#### EXERCISE AIM
Please give all the records below as a two-column CSV with the headers instruction and output, one row per record, each value in a single quoted field with line breaks replaced by spaces. Leave the pictures out.

#### EXTRACTED ENTRIES
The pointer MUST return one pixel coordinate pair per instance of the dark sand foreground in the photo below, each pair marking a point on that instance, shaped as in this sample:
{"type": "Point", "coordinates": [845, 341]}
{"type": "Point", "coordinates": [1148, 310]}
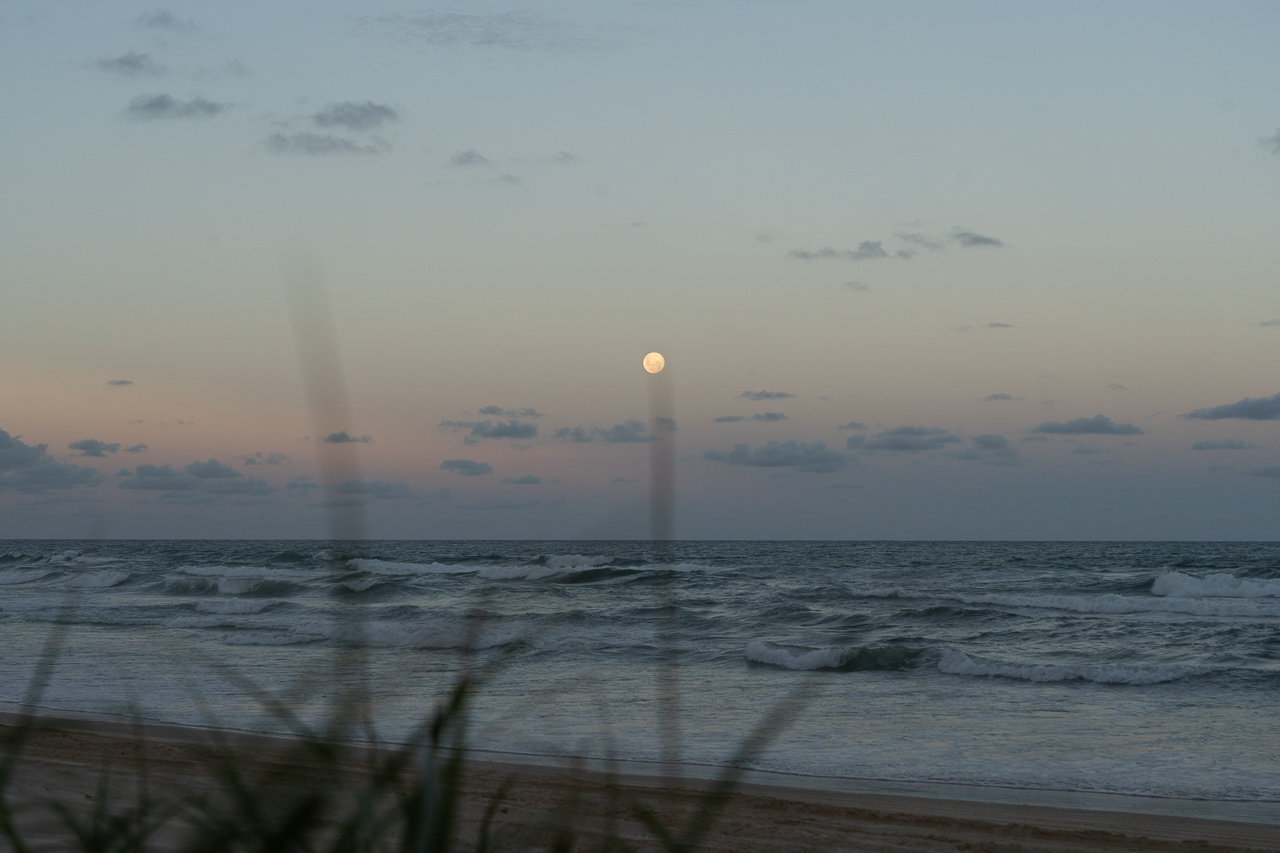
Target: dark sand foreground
{"type": "Point", "coordinates": [63, 761]}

#### PROBLEM SOLUTION
instruction,output
"The pointer MUST return one pixel coordinate pair per instance of the dark sand foreground in the photo below, each pair marking a point on that instance, shaped as in this sample: {""type"": ""Point"", ""coordinates"": [845, 341]} {""type"": ""Point"", ""coordinates"": [1148, 310]} Target: dark sand foreground","{""type"": ""Point"", ""coordinates"": [63, 761]}"